Given text ▸
++++++++++
Finance Minister Flaherty Budget Speech spouted grand rhetoric about Canada standing as a “shining beacon” for the rest of the world. But this budget illustrates the shallow poverty of the Conservative government’s vision for Canada.
This is a government that is abandoning the leadership necessary to improve and strengthen national social programs and improve the quality of life for hard-working Canadian families.
++++++++++
Extracted information ▸
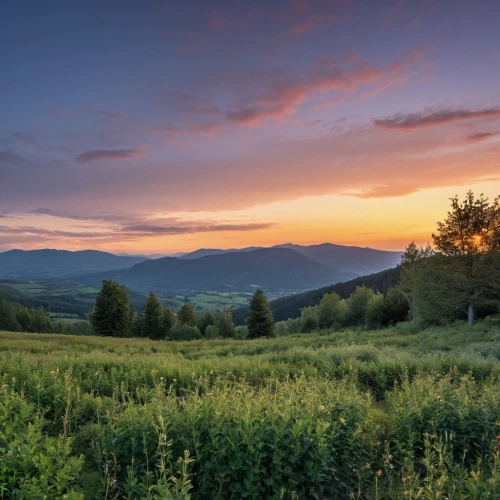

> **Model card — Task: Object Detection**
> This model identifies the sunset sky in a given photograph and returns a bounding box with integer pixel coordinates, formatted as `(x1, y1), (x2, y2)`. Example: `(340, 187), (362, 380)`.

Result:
(0, 0), (500, 254)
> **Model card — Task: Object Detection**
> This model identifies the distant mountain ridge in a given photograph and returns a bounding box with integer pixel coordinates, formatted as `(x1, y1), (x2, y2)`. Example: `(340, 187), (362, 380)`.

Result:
(75, 248), (353, 293)
(180, 243), (402, 276)
(0, 249), (146, 279)
(233, 266), (400, 325)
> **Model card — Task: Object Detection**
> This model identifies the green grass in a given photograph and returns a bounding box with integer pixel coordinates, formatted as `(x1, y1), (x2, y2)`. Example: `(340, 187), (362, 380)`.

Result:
(0, 318), (500, 499)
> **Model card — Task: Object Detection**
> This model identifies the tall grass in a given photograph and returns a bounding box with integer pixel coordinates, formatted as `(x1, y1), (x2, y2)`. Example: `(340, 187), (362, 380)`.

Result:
(0, 319), (500, 499)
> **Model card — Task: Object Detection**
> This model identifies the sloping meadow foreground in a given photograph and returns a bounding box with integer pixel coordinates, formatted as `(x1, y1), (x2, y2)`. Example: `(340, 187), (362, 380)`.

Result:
(0, 318), (500, 499)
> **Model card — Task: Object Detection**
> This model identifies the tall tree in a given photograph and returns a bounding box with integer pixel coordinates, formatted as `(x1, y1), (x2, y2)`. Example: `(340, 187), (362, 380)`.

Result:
(177, 304), (198, 326)
(142, 292), (165, 340)
(318, 292), (347, 328)
(198, 309), (215, 335)
(215, 307), (234, 338)
(163, 307), (175, 337)
(91, 280), (130, 337)
(247, 288), (276, 339)
(432, 191), (500, 326)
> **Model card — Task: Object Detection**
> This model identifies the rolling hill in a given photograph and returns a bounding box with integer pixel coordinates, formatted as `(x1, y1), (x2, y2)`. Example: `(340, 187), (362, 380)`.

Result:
(181, 243), (401, 276)
(74, 248), (354, 294)
(233, 267), (399, 325)
(0, 249), (145, 279)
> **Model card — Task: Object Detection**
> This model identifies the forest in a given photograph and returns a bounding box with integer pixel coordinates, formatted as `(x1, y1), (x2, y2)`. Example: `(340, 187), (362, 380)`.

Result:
(0, 193), (500, 500)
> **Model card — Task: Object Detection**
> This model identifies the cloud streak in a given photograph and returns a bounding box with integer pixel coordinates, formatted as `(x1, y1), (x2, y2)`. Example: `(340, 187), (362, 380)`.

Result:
(373, 107), (500, 132)
(75, 149), (144, 164)
(465, 132), (500, 143)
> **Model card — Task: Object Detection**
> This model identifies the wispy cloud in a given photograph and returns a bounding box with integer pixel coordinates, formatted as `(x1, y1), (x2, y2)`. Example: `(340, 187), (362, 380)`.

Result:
(465, 132), (500, 142)
(75, 149), (144, 164)
(13, 132), (41, 149)
(225, 50), (424, 125)
(373, 108), (500, 132)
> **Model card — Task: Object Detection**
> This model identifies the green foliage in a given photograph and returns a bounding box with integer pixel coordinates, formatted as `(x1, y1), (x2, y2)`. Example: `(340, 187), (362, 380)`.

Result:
(198, 309), (215, 335)
(318, 292), (347, 329)
(346, 286), (375, 326)
(142, 292), (165, 340)
(247, 288), (276, 338)
(300, 307), (318, 333)
(163, 307), (175, 337)
(215, 307), (234, 338)
(205, 325), (220, 339)
(168, 321), (201, 340)
(177, 303), (198, 326)
(91, 280), (130, 337)
(0, 322), (500, 500)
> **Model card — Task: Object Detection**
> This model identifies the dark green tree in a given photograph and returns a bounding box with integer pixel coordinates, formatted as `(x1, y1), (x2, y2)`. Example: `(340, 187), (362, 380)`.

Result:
(215, 307), (234, 338)
(318, 292), (347, 329)
(198, 309), (215, 335)
(432, 191), (500, 326)
(247, 288), (276, 339)
(142, 292), (165, 340)
(163, 307), (175, 337)
(177, 304), (198, 326)
(91, 280), (130, 337)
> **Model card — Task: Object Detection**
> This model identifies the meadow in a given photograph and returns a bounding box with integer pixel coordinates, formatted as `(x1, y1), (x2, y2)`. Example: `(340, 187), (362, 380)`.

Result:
(0, 318), (500, 499)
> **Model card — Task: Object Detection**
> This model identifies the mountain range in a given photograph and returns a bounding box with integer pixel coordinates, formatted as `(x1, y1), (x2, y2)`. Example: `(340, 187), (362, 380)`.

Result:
(0, 249), (145, 279)
(0, 243), (401, 295)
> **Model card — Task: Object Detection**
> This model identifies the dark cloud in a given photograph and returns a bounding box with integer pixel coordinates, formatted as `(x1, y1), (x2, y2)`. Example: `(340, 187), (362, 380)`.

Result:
(75, 149), (144, 163)
(13, 132), (41, 149)
(373, 108), (500, 132)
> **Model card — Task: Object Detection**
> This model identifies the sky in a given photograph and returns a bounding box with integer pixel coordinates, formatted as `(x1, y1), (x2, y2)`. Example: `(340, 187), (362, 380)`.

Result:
(0, 0), (500, 254)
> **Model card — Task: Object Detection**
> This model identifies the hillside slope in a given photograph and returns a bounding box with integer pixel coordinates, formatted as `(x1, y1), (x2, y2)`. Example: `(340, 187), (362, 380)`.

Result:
(0, 249), (145, 279)
(75, 248), (352, 293)
(233, 267), (399, 325)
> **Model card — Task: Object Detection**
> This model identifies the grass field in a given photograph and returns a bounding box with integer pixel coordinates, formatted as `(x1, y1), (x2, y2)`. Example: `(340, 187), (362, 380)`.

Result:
(0, 318), (500, 499)
(0, 280), (252, 319)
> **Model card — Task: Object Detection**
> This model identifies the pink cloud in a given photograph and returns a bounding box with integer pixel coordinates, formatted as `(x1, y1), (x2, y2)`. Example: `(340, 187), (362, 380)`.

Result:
(373, 108), (500, 132)
(225, 51), (423, 126)
(465, 132), (500, 142)
(75, 149), (144, 164)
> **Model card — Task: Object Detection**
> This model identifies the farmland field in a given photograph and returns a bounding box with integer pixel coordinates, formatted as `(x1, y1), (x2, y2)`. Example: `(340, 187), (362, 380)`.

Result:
(0, 318), (500, 499)
(0, 280), (252, 319)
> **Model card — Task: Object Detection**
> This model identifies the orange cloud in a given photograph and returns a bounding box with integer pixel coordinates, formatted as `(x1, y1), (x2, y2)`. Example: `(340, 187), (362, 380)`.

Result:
(465, 132), (500, 142)
(373, 108), (500, 132)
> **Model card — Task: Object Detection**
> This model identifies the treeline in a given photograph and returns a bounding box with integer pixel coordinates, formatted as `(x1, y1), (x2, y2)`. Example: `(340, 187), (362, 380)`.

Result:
(90, 280), (275, 340)
(234, 267), (399, 325)
(276, 285), (409, 336)
(0, 298), (54, 333)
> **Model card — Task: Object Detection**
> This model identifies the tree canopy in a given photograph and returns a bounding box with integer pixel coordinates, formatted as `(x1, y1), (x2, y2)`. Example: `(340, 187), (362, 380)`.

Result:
(247, 288), (276, 338)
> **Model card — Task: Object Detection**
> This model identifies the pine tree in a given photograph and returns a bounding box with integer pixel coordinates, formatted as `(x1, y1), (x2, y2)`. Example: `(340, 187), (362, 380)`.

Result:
(163, 307), (175, 337)
(142, 292), (165, 340)
(247, 288), (276, 338)
(91, 280), (130, 337)
(215, 307), (234, 338)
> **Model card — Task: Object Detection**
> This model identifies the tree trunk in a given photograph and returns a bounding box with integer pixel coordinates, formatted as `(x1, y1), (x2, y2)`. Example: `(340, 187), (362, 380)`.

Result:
(467, 297), (474, 326)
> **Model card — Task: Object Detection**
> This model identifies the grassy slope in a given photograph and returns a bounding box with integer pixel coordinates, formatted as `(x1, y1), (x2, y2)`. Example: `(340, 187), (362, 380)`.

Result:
(0, 318), (500, 499)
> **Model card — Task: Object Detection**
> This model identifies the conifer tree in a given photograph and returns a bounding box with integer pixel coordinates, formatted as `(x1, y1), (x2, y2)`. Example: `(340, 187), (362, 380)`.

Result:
(91, 280), (130, 337)
(247, 288), (276, 338)
(142, 292), (165, 340)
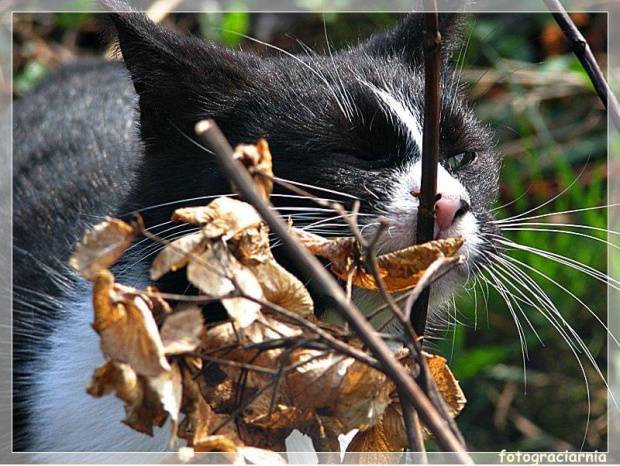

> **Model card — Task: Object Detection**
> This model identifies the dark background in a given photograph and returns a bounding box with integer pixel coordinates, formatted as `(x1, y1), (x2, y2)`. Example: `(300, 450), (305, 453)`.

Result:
(13, 9), (607, 451)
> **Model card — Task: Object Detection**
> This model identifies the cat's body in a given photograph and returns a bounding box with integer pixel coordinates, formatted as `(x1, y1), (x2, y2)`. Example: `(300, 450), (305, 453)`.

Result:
(14, 15), (498, 451)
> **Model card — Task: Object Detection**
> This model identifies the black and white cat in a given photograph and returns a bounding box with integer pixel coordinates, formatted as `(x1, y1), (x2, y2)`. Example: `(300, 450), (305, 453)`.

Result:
(13, 10), (499, 452)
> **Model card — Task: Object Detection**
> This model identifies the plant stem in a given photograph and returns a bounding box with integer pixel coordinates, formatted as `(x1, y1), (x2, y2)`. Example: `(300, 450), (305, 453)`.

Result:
(196, 120), (473, 464)
(411, 6), (441, 336)
(545, 0), (620, 131)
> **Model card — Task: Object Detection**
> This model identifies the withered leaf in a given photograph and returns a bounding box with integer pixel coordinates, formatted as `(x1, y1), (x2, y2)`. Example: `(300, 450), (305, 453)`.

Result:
(347, 405), (409, 456)
(148, 363), (183, 444)
(160, 306), (204, 354)
(233, 139), (273, 199)
(246, 258), (316, 321)
(179, 367), (215, 445)
(293, 229), (465, 292)
(151, 231), (205, 280)
(172, 197), (261, 240)
(86, 361), (168, 436)
(69, 217), (139, 281)
(287, 349), (390, 433)
(187, 241), (264, 327)
(425, 353), (467, 417)
(93, 270), (170, 377)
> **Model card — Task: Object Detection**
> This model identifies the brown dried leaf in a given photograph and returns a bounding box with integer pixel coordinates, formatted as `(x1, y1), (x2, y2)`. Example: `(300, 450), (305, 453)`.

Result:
(172, 197), (261, 239)
(228, 223), (273, 264)
(179, 367), (215, 446)
(425, 353), (467, 417)
(151, 231), (206, 280)
(233, 139), (273, 199)
(293, 229), (465, 292)
(93, 270), (170, 377)
(187, 242), (264, 328)
(347, 405), (409, 456)
(287, 349), (390, 433)
(246, 258), (316, 321)
(86, 361), (168, 436)
(148, 363), (183, 444)
(160, 306), (204, 354)
(69, 217), (139, 281)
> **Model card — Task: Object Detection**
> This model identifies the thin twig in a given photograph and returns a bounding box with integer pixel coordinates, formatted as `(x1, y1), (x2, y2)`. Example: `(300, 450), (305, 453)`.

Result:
(399, 395), (428, 464)
(411, 4), (441, 336)
(545, 0), (620, 131)
(196, 120), (473, 464)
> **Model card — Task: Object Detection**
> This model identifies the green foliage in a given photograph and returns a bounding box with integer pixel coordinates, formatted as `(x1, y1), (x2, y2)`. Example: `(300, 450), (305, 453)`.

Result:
(13, 60), (48, 95)
(199, 2), (250, 48)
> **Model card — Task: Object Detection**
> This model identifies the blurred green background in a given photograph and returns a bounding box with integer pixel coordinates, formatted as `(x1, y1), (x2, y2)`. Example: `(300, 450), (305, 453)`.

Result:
(13, 6), (614, 451)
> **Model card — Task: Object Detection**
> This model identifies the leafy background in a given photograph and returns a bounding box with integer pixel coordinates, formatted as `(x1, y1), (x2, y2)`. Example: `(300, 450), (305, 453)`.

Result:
(13, 6), (613, 451)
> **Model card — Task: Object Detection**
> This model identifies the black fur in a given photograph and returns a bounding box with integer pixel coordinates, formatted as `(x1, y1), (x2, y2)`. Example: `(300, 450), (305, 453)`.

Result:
(14, 14), (498, 449)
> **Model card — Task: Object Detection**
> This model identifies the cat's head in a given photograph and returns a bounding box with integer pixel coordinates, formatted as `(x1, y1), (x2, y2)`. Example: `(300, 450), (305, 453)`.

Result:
(112, 14), (498, 314)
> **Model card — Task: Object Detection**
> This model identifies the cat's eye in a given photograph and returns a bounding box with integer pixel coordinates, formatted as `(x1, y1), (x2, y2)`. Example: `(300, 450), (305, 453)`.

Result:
(447, 151), (478, 171)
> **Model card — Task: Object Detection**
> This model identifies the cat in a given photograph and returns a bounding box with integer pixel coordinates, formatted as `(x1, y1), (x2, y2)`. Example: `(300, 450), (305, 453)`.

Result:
(13, 13), (500, 452)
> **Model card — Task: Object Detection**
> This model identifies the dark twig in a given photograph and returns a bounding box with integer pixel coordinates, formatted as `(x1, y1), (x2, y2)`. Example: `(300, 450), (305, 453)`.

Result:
(196, 121), (472, 464)
(411, 5), (441, 336)
(545, 0), (620, 131)
(398, 392), (428, 464)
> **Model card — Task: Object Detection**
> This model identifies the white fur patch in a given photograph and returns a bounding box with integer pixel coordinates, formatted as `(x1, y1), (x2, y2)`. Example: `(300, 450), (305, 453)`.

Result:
(30, 278), (170, 454)
(362, 81), (422, 154)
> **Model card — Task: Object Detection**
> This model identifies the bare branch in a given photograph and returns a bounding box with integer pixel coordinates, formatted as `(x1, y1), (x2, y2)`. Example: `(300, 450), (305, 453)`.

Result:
(545, 0), (620, 131)
(411, 5), (441, 335)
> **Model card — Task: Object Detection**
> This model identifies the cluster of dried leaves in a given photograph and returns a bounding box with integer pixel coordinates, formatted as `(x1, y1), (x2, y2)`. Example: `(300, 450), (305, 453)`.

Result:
(71, 137), (465, 461)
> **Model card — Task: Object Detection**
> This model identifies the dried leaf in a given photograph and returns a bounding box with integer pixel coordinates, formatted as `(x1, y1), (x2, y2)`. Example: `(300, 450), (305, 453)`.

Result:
(425, 353), (467, 417)
(172, 197), (261, 240)
(179, 367), (214, 446)
(69, 217), (139, 281)
(151, 231), (206, 280)
(233, 139), (273, 199)
(287, 349), (390, 433)
(86, 361), (168, 436)
(148, 363), (183, 444)
(228, 223), (273, 264)
(246, 259), (316, 321)
(160, 306), (204, 354)
(293, 229), (465, 292)
(93, 270), (170, 377)
(347, 405), (409, 456)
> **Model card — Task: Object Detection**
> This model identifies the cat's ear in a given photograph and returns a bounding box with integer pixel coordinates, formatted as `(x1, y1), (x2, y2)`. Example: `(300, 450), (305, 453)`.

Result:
(364, 13), (465, 68)
(109, 12), (258, 116)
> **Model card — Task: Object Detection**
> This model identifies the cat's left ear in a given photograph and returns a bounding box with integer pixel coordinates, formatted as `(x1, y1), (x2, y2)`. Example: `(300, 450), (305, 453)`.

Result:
(363, 13), (465, 68)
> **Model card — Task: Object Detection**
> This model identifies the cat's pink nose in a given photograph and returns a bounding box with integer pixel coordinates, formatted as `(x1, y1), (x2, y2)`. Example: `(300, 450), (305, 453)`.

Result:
(435, 195), (470, 231)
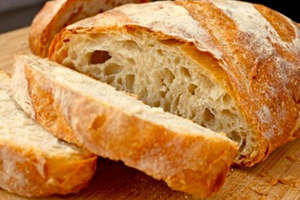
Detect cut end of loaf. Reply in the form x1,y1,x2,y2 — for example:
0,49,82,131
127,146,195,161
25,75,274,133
14,56,237,197
51,26,256,164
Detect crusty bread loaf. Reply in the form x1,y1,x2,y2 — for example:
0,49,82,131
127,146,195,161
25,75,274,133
49,0,300,166
0,72,97,197
29,0,148,57
12,56,237,197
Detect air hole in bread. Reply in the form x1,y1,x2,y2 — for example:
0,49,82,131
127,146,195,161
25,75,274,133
159,39,182,46
126,74,135,91
164,101,171,111
221,94,231,104
170,95,180,114
174,57,180,66
117,78,123,85
123,40,142,52
159,91,167,98
163,68,175,84
91,115,106,131
222,110,234,119
152,101,160,107
203,108,215,124
90,51,111,65
156,49,164,56
105,76,115,85
188,83,197,95
127,58,135,65
180,67,191,77
104,63,122,76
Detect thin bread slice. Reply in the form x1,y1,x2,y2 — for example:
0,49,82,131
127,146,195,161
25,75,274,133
29,0,148,57
0,72,97,197
11,56,237,197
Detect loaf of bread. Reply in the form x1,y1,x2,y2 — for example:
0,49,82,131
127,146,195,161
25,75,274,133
0,72,97,197
29,0,148,57
11,56,237,197
49,0,300,166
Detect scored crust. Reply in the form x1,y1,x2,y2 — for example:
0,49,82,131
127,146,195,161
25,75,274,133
0,71,97,197
12,56,237,197
48,0,300,166
29,0,148,57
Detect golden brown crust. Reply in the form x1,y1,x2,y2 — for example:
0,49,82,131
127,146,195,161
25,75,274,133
49,0,300,166
0,130,97,197
29,0,148,57
0,71,97,197
11,55,237,197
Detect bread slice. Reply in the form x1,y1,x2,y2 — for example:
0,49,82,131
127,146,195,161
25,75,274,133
0,72,97,197
29,0,148,57
12,56,237,197
49,0,300,166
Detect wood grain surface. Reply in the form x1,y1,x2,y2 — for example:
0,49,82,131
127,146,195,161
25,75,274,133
0,28,300,200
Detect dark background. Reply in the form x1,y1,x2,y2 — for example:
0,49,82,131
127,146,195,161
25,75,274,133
243,0,300,23
0,0,300,33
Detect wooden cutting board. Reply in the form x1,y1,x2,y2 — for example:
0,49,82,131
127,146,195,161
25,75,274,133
0,28,300,200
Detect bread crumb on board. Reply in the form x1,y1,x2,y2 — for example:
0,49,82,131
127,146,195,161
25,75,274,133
278,176,300,188
259,172,300,188
286,155,299,162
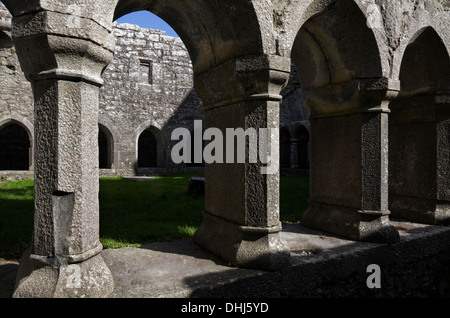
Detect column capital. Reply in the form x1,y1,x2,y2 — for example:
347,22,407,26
195,55,291,110
12,11,115,86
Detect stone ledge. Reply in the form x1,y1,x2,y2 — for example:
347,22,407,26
0,221,450,298
102,221,450,298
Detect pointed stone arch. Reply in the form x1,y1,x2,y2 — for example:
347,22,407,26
389,26,450,224
291,0,399,242
0,118,33,171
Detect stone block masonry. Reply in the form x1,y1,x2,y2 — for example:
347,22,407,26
99,23,203,175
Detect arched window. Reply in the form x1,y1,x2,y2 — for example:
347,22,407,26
388,27,450,224
280,128,291,168
295,126,309,169
138,129,158,168
0,123,31,170
98,124,113,169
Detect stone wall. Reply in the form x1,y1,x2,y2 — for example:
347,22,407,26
99,23,203,175
0,3,211,179
0,4,309,179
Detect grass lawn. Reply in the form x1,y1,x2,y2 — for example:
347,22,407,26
0,174,309,260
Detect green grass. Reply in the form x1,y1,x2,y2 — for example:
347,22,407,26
0,174,309,259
++++++++++
Your objective ▸
Decide whether each statement agrees with the passage on Flaherty's budget speech. Answer yes or no for each, quoting the words from the passage that settle it.
1. The speech described Canada as a "shining beacon" for the rest of the world.
2. The passage says the government is strengthening national social programs.
3. The passage calls the Conservative government's vision for Canada a broad one.
The rows are separate material, unrelated to the passage on Flaherty's budget speech.

Output ▸
1. Yes: "spouted grand rhetoric about Canada standing as a “shining beacon” for the rest of the world"
2. No: "This is a government that is abandoning the leadership necessary to improve and strengthen national social programs"
3. No: "this budget illustrates the shallow poverty of the Conservative government’s vision for Canada"